Eski yayınevim el değiştirdiği için dosya hâline geldikten sonra yeni bir yayınevi arayışı içindeydim. Yakın zamanda kurulmuş ve öyküye değer veren bir yayınevi olan Vacilando Kitap ile yollarımız kesişti. Editör olarak seninle çalışmak da hepimiz için bir şans oldu. Dosyanın evveliyatını biliyordun, birbirimizin çalışma temposuna alışıktık ve karşılıklı çok rahatlıkla fikir alışverişinde bulunduk. Öykülerin üzerinden titizlikle geçildi, defalarca okundu. Bütün bunların, dosyanın kitap hâline gelirken son derece olumlu katkıları oldu.
Gelen yorumlardan kitabın adının ve kapak tasarımının sevildiğini anlıyoruz. Süreç nasıl gelişti? Neden “Maviydi Beklenen?”
Dosyayla ilgili birbirimize ilk başta önerdiğimiz isimler vardı ama acele etmeyelim, diye konuştuk. Üzerinde çalıştıkça mavinin hem gökyüzü hem de deniz gibi kavramlarla örtüşerek dosyada önemli bir yer tuttuğunu, sadece bir rengi değil, kaygı ve umudu birlikte içerdiğini düşündüm. Bekleyişteki belirsizlik hem tedirginliği hem de bizlerin tükenmemesini dilediğim ümidini yansıtıyor. Mavi dinginliği ve derinliğiyle çok sevdiğim bir renk, bu özellikleriyle öykü karakterlerinin en derinlerinde sakladıkları duyguları da kapsıyordu. “Maviydi Beklenen” isminin dosyayla örtüştüğüne editör ve yazar olarak karar verdikten sonra ikimizin de içine sinen kapak tasarımı Umut Durmuşoğlu tarafından yapıldı.
Diğer öykü kitaplarında olduğu gibi “Maviydi Beklenen”de de bireysel meseleler, toplumsal meselelerle harmanlanmış olarak göze sokulmadan ve mesaj kaygısı güdülmeden satır aralarında verilmiş, hatta bazılarında sadece hissettirilmiş. Okura takip etmesi için izler bırakılmış diyebiliriz. Bununla ilgili neler söylemek istersin?
Bireysel ve toplumsal beni etkileyen, rahatsız eden, içimi kemiren kısacası bilinçli veya bilinçaltı meselem hâline gelmiş her durum yazdıklarıma sızabiliyor. Ötekileştirme, ötekileştirmeye maruz kalma, göründüğü gibi olmama, sahtelik kitapta satır aralarında değindiğim konulardan sadece birkaçı. Ben okuduğum metinlerde veya izlediğim filmlerde ön planda bireysel konular varken arka planda toplumsal konulara değinilmesini veya tersi durumlarla karşılaşmayı seviyorum. Yazdıklarımın didaktik olmamasına özellikle dikkat ediyorum çünkü okur/izleyici olarak beni iten bu tarz mesajlar, benim öykülerimi okuyanları da itebilir. Ayrıca öykü yazmadaki amacım kimseye de ders vermek değil zaten. Okurken bana takip etmem için izler bırakan, okura her şeyi açık açık sunmayan ama okuru da tamamen metin dışında bırakmayan öyküler tercih ettiğimden, ben de kendi öykülerime bunu yansıtmaya çalışıyorum.

-.-.-

Görevler.
**a)** Söyleşide, kitapta satır aralarında değinildiği belirtilen konuları sıralayınız.
**b)** Kayıtlarda "Teacher note: indicate the shallow" ifadesini içeren satırdan kayıtların sonuna kadar olan satırları, her iki uç dahil, her satır bir dizgi olacak biçimde JSON dizgi listesine dönüştürünüz; boş satırları dışarıda bırakınız.
Kayıtların söyleşiyle hiçbir ilgisi yoktur.

Veri Bölümü.
-.-.-

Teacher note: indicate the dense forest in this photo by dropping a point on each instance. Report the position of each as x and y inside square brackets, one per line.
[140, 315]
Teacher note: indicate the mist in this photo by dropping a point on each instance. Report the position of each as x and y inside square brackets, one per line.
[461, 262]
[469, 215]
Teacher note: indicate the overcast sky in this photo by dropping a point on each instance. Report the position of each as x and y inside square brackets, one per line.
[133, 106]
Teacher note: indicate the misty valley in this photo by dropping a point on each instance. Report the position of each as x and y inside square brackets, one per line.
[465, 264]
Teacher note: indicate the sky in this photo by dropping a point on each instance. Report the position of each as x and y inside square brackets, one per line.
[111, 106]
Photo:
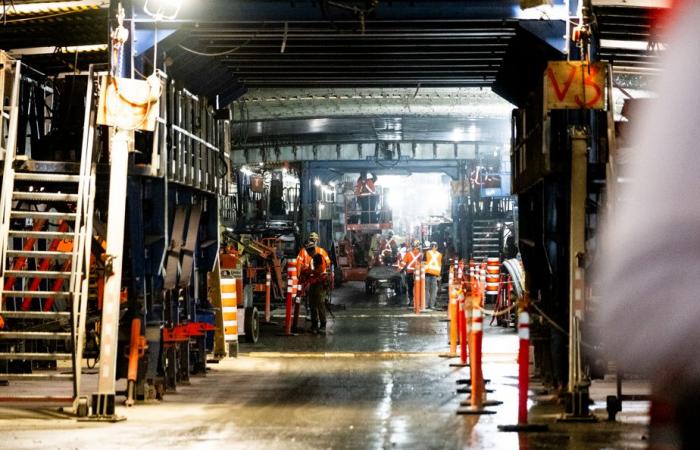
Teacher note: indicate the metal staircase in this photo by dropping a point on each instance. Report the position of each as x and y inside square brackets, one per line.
[486, 241]
[45, 237]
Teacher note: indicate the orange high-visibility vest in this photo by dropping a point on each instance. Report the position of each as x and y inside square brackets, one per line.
[411, 261]
[305, 261]
[433, 263]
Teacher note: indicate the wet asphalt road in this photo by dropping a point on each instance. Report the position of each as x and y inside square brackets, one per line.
[374, 382]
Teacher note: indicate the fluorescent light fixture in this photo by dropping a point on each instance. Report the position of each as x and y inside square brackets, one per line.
[162, 9]
[54, 7]
[628, 45]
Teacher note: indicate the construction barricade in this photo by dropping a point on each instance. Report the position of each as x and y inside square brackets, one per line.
[523, 377]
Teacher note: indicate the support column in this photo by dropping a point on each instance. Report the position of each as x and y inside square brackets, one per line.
[578, 384]
[103, 401]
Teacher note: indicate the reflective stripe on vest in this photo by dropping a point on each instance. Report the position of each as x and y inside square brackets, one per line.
[434, 263]
[415, 259]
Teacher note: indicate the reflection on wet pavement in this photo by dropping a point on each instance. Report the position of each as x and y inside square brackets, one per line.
[374, 382]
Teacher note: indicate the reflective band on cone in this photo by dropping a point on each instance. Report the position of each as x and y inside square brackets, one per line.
[268, 312]
[416, 291]
[523, 378]
[229, 309]
[462, 331]
[291, 271]
[423, 290]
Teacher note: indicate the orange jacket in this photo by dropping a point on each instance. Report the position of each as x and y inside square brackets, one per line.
[411, 260]
[304, 260]
[433, 262]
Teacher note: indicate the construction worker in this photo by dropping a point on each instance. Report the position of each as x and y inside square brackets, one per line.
[317, 283]
[304, 258]
[433, 268]
[365, 192]
[411, 261]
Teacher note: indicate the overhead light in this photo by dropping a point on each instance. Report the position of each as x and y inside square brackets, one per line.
[457, 134]
[162, 9]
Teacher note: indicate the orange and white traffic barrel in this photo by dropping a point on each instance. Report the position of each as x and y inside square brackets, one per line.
[423, 289]
[291, 274]
[268, 286]
[416, 290]
[493, 269]
[229, 310]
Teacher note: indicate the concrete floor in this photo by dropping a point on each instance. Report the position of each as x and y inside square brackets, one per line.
[374, 382]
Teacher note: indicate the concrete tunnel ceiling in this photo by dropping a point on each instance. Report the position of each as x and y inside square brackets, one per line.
[370, 114]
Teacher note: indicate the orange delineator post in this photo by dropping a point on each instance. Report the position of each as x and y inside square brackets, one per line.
[291, 269]
[476, 373]
[523, 378]
[229, 311]
[452, 313]
[476, 403]
[137, 345]
[296, 295]
[423, 290]
[461, 329]
[416, 291]
[268, 312]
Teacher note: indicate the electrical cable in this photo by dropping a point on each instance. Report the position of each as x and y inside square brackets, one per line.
[557, 326]
[226, 52]
[48, 16]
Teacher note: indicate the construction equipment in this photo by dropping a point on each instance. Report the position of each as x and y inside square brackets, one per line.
[44, 317]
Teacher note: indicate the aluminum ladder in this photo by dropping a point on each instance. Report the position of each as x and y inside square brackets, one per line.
[44, 271]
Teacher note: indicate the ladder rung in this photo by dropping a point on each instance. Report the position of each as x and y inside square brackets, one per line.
[40, 254]
[42, 215]
[35, 294]
[45, 196]
[34, 315]
[41, 234]
[36, 274]
[52, 335]
[52, 177]
[35, 376]
[36, 356]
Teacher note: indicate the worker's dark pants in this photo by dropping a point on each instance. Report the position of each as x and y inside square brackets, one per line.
[317, 304]
[368, 205]
[431, 283]
[409, 286]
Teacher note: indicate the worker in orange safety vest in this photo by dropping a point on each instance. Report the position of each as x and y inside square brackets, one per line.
[411, 261]
[366, 192]
[306, 254]
[433, 269]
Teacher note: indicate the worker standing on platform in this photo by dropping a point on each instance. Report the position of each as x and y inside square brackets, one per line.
[411, 261]
[365, 192]
[433, 268]
[317, 281]
[304, 258]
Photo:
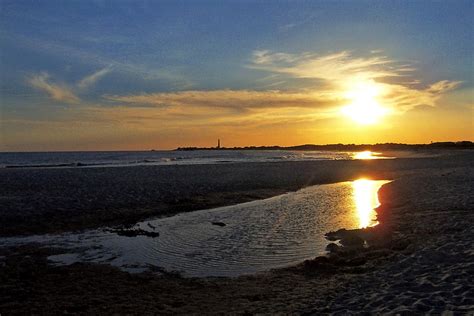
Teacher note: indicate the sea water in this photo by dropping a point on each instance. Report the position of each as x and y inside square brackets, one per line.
[251, 237]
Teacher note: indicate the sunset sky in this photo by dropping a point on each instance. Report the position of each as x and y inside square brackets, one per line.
[110, 75]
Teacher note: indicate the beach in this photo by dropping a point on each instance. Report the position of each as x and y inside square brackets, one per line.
[420, 258]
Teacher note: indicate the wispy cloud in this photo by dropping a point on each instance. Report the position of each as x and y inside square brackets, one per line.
[340, 72]
[335, 66]
[61, 91]
[171, 75]
[234, 99]
[92, 79]
[58, 92]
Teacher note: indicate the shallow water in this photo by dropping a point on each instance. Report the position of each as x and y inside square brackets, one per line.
[257, 236]
[135, 158]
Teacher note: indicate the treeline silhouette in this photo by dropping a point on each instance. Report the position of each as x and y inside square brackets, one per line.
[348, 147]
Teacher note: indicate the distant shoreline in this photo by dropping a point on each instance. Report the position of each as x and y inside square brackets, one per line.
[347, 147]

-.-.-

Nihai Cevaplar.
**a)**
Ötekileştirme
Ötekileştirmeye maruz kalma
Göründüğü gibi olmama
Sahtelik

**b)**
[
  "Teacher note: indicate the shallow water in this photo by dropping a point on each instance. Report the position of each as x and y inside square brackets, one per line.",
  "[257, 236]",
  "[135, 158]",
  "Teacher note: indicate the treeline silhouette in this photo by dropping a point on each instance. Report the position of each as x and y inside square brackets, one per line.",
  "[348, 147]",
  "Teacher note: indicate the distant shoreline in this photo by dropping a point on each instance. Report the position of each as x and y inside square brackets, one per line.",
  "[347, 147]"
]